Entries provided
--

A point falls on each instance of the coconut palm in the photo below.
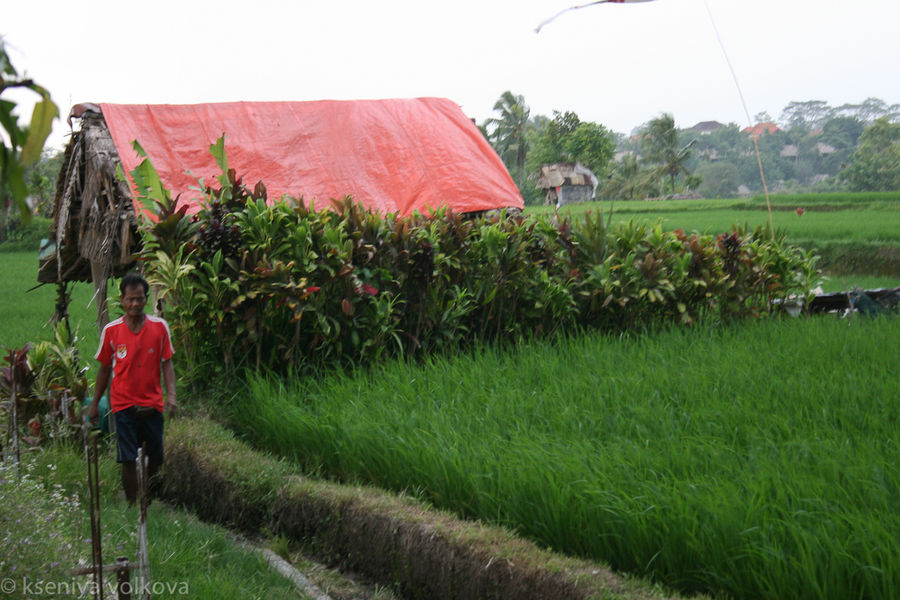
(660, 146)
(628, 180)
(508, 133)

--

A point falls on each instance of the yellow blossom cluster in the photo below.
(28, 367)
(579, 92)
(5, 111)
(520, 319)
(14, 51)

--

Stated goal
Locate every line in the records above that contains the word "photo", and copy each of those lines.

Solution for this exercise
A point falls on each instance of the coconut palm in the photo below.
A point falls on each instance of the yellow blossom cluster in the photo below.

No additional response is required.